(Rows from a pointing dataset)

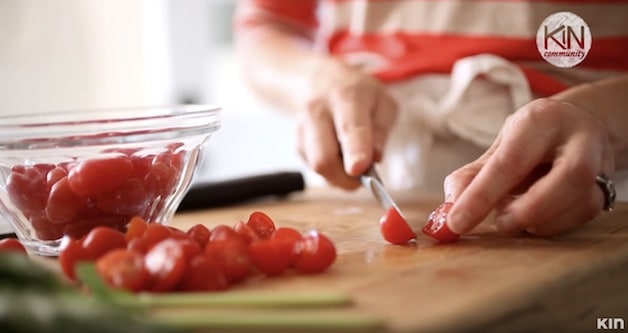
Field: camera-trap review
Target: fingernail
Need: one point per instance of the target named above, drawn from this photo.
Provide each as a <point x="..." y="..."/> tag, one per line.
<point x="459" y="222"/>
<point x="352" y="161"/>
<point x="505" y="222"/>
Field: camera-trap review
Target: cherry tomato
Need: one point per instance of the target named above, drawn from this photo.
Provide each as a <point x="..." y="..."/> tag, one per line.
<point x="138" y="244"/>
<point x="54" y="176"/>
<point x="288" y="238"/>
<point x="394" y="228"/>
<point x="200" y="234"/>
<point x="263" y="225"/>
<point x="316" y="253"/>
<point x="203" y="274"/>
<point x="12" y="245"/>
<point x="155" y="233"/>
<point x="247" y="233"/>
<point x="224" y="232"/>
<point x="26" y="187"/>
<point x="166" y="263"/>
<point x="436" y="226"/>
<point x="232" y="256"/>
<point x="84" y="223"/>
<point x="63" y="205"/>
<point x="45" y="230"/>
<point x="161" y="177"/>
<point x="135" y="228"/>
<point x="129" y="198"/>
<point x="177" y="233"/>
<point x="101" y="240"/>
<point x="96" y="176"/>
<point x="270" y="257"/>
<point x="123" y="269"/>
<point x="71" y="254"/>
<point x="190" y="247"/>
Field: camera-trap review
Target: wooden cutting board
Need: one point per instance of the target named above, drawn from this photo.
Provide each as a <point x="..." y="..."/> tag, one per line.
<point x="485" y="282"/>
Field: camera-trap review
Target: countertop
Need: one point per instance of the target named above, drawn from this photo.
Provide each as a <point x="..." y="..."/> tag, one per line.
<point x="485" y="282"/>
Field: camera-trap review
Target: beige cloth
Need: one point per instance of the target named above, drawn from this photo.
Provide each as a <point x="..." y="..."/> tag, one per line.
<point x="447" y="121"/>
<point x="68" y="54"/>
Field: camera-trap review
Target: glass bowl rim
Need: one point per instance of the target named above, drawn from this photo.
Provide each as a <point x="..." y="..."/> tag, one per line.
<point x="183" y="119"/>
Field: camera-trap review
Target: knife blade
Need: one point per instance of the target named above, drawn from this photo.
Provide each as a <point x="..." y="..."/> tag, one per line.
<point x="371" y="180"/>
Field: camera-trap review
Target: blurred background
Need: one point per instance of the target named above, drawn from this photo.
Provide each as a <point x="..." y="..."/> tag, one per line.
<point x="74" y="54"/>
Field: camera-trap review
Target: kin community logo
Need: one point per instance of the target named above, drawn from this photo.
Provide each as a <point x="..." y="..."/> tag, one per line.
<point x="563" y="39"/>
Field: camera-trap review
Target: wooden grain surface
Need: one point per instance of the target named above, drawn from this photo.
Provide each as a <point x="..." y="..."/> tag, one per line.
<point x="485" y="282"/>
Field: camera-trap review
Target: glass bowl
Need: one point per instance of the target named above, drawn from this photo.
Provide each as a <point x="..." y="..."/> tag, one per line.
<point x="65" y="173"/>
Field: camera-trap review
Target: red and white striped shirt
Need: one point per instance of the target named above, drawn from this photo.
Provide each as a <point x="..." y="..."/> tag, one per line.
<point x="398" y="39"/>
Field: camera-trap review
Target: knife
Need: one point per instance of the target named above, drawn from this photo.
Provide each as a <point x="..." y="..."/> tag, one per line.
<point x="243" y="189"/>
<point x="371" y="180"/>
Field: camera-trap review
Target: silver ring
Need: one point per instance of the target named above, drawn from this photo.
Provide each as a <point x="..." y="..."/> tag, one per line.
<point x="608" y="188"/>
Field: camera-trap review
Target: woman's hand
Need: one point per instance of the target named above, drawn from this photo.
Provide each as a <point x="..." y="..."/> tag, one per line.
<point x="539" y="174"/>
<point x="343" y="122"/>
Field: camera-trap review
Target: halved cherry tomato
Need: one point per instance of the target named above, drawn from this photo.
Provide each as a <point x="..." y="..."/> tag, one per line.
<point x="203" y="274"/>
<point x="246" y="232"/>
<point x="123" y="269"/>
<point x="63" y="205"/>
<point x="288" y="238"/>
<point x="155" y="233"/>
<point x="54" y="176"/>
<point x="263" y="225"/>
<point x="138" y="244"/>
<point x="316" y="253"/>
<point x="135" y="228"/>
<point x="12" y="245"/>
<point x="96" y="176"/>
<point x="189" y="246"/>
<point x="270" y="257"/>
<point x="45" y="230"/>
<point x="129" y="198"/>
<point x="166" y="264"/>
<point x="436" y="226"/>
<point x="224" y="232"/>
<point x="394" y="228"/>
<point x="200" y="234"/>
<point x="26" y="187"/>
<point x="101" y="240"/>
<point x="232" y="256"/>
<point x="71" y="254"/>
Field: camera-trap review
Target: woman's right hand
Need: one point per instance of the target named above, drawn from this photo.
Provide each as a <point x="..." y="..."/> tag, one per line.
<point x="343" y="122"/>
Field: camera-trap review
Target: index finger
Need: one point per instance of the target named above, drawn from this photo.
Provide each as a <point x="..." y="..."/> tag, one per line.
<point x="352" y="114"/>
<point x="515" y="156"/>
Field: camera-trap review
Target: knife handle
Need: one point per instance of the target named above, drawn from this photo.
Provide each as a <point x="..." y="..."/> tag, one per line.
<point x="228" y="192"/>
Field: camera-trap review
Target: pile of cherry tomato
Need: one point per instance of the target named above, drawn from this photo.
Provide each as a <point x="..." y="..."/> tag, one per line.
<point x="156" y="258"/>
<point x="71" y="198"/>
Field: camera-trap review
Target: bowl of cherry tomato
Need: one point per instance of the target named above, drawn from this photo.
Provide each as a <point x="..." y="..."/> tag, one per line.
<point x="66" y="173"/>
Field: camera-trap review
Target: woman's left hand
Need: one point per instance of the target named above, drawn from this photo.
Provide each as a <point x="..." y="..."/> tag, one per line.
<point x="539" y="175"/>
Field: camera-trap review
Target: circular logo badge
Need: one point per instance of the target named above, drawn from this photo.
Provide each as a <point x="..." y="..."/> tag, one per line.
<point x="563" y="39"/>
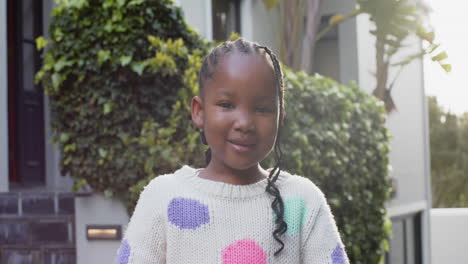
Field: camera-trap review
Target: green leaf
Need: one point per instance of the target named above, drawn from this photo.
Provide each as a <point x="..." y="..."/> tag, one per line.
<point x="58" y="35"/>
<point x="138" y="67"/>
<point x="441" y="56"/>
<point x="41" y="43"/>
<point x="108" y="193"/>
<point x="125" y="60"/>
<point x="108" y="107"/>
<point x="103" y="55"/>
<point x="135" y="2"/>
<point x="446" y="67"/>
<point x="57" y="80"/>
<point x="64" y="137"/>
<point x="103" y="153"/>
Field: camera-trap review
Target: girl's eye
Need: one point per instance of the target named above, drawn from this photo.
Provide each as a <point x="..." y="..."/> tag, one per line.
<point x="226" y="105"/>
<point x="264" y="109"/>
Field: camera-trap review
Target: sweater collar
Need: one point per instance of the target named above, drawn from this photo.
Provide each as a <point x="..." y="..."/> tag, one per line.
<point x="222" y="189"/>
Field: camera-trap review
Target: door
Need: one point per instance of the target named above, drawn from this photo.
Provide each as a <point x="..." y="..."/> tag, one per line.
<point x="26" y="110"/>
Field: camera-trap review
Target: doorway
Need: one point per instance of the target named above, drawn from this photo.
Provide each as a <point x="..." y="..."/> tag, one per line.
<point x="25" y="99"/>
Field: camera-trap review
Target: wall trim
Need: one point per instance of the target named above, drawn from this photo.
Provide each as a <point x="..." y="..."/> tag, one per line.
<point x="4" y="171"/>
<point x="410" y="208"/>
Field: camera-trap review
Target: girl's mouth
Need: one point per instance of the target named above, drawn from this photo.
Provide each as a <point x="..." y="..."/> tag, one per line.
<point x="241" y="146"/>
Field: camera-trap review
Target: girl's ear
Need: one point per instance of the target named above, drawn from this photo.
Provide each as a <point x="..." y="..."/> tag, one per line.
<point x="197" y="111"/>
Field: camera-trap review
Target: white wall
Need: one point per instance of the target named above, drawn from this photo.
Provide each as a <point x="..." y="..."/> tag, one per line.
<point x="449" y="231"/>
<point x="408" y="127"/>
<point x="54" y="180"/>
<point x="4" y="173"/>
<point x="97" y="210"/>
<point x="259" y="24"/>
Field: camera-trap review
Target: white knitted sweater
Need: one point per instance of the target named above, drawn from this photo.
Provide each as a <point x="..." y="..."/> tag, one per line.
<point x="182" y="218"/>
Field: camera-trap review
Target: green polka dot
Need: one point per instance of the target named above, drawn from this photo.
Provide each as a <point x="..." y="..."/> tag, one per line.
<point x="295" y="214"/>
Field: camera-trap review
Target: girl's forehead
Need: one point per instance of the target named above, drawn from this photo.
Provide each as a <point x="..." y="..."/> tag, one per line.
<point x="242" y="66"/>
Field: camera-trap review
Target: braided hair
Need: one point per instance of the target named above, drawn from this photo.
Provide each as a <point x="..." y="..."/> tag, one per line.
<point x="206" y="72"/>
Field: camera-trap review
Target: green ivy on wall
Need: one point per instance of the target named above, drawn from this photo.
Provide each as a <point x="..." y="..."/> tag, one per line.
<point x="120" y="74"/>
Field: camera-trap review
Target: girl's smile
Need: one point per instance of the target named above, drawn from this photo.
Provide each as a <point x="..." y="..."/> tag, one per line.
<point x="239" y="114"/>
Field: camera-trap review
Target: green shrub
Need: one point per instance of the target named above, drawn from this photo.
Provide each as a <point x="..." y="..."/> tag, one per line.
<point x="110" y="84"/>
<point x="335" y="135"/>
<point x="120" y="74"/>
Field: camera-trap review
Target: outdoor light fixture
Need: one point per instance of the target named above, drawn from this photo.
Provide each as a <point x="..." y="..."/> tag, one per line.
<point x="103" y="232"/>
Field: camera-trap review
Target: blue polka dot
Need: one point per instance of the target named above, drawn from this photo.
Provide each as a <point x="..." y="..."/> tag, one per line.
<point x="338" y="255"/>
<point x="187" y="213"/>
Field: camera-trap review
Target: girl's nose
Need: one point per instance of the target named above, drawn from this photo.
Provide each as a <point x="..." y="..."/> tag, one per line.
<point x="244" y="122"/>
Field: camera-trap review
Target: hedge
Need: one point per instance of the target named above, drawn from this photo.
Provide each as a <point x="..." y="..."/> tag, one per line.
<point x="120" y="74"/>
<point x="335" y="135"/>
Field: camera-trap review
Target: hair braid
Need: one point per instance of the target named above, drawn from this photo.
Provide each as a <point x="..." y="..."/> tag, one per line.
<point x="206" y="72"/>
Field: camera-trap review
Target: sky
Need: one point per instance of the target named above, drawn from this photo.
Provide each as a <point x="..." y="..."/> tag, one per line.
<point x="450" y="21"/>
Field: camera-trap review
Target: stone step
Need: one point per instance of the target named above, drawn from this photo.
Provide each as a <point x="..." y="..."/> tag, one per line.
<point x="37" y="228"/>
<point x="41" y="203"/>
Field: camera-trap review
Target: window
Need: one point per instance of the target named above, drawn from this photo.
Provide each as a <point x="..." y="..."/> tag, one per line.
<point x="405" y="245"/>
<point x="226" y="18"/>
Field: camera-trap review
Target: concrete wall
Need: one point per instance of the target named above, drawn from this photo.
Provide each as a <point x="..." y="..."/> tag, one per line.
<point x="54" y="180"/>
<point x="97" y="210"/>
<point x="408" y="127"/>
<point x="259" y="24"/>
<point x="449" y="231"/>
<point x="4" y="174"/>
<point x="198" y="16"/>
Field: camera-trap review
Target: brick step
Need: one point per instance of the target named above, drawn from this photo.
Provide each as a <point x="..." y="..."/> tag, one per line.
<point x="37" y="228"/>
<point x="37" y="256"/>
<point x="41" y="203"/>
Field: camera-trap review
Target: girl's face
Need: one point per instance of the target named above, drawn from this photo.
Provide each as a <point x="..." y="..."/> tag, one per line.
<point x="239" y="111"/>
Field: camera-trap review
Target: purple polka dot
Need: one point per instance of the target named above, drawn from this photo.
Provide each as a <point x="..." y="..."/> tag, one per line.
<point x="338" y="255"/>
<point x="187" y="213"/>
<point x="124" y="253"/>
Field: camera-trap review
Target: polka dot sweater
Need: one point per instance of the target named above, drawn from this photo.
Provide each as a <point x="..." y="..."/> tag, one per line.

* [To be done]: Which lines in the data above contain the word "wall"? Return each of them in full.

* [Solution below]:
Target: wall trim
Target: white wall
Target: green ivy on wall
Target: concrete wall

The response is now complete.